**Set problem:** Quote all lines below exactly. Images stay out.
— START OF Supplied entries —
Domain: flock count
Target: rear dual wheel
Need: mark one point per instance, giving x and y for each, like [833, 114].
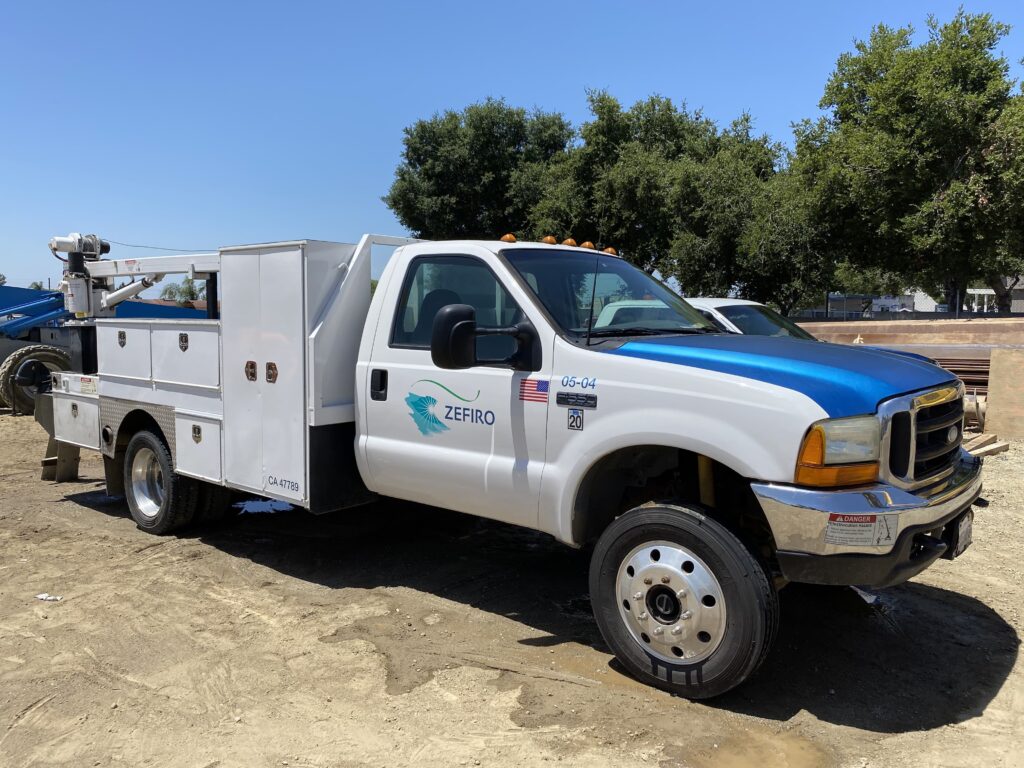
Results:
[680, 600]
[162, 501]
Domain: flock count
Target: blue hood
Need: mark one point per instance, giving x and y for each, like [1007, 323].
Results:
[843, 380]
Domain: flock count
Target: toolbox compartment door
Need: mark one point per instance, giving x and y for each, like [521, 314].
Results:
[263, 341]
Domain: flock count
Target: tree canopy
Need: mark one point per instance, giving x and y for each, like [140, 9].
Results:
[914, 176]
[185, 291]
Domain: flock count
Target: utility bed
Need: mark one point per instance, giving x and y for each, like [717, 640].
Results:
[260, 398]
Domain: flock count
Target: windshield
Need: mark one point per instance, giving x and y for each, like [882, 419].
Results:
[756, 320]
[600, 295]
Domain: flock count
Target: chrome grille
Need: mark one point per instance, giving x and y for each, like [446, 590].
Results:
[922, 436]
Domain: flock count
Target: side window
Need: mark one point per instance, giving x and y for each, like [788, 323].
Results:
[435, 282]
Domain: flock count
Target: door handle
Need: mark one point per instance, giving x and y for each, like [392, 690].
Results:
[378, 384]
— END OF Supplied entries —
**Exercise response:**
Domain: flock count
Target: rear dual wheel
Need: mark one point per instance, giving x and y for each, like [833, 114].
Results:
[680, 600]
[162, 501]
Domain: flock count
Target: blue hood
Need: mark one point per instance, giving x and y for each, like [1007, 323].
Results:
[843, 380]
Domain: flock count
Target: toolbox compartment door
Need: mark one point per instance, giving x and y for each, like [521, 314].
Results:
[263, 341]
Domain: flock count
Target: tree canopy
Need: mark one point per instance, giving x and y for each, like [140, 9].
Results:
[914, 176]
[185, 291]
Domain: flock count
Target: utility bed
Need: mark one point per instance, giving x and y for each, like [717, 640].
Results:
[260, 398]
Domain: flock count
Target: windshield
Need: mark one point per instance, giving x and y for each, like [882, 419].
Results:
[756, 320]
[600, 295]
Domain: flock count
Target: chrome grille
Need: mark one point per instance, giving x and y for each, like [446, 590].
Results:
[922, 436]
Domain: flock count
Target: side window
Need: mark one point per instance, giving x and y for each, like [788, 323].
Results:
[435, 282]
Domain: flock count
Target: door handle
Need: mark one point per instance, giving x and y for each, like [392, 690].
Results:
[378, 384]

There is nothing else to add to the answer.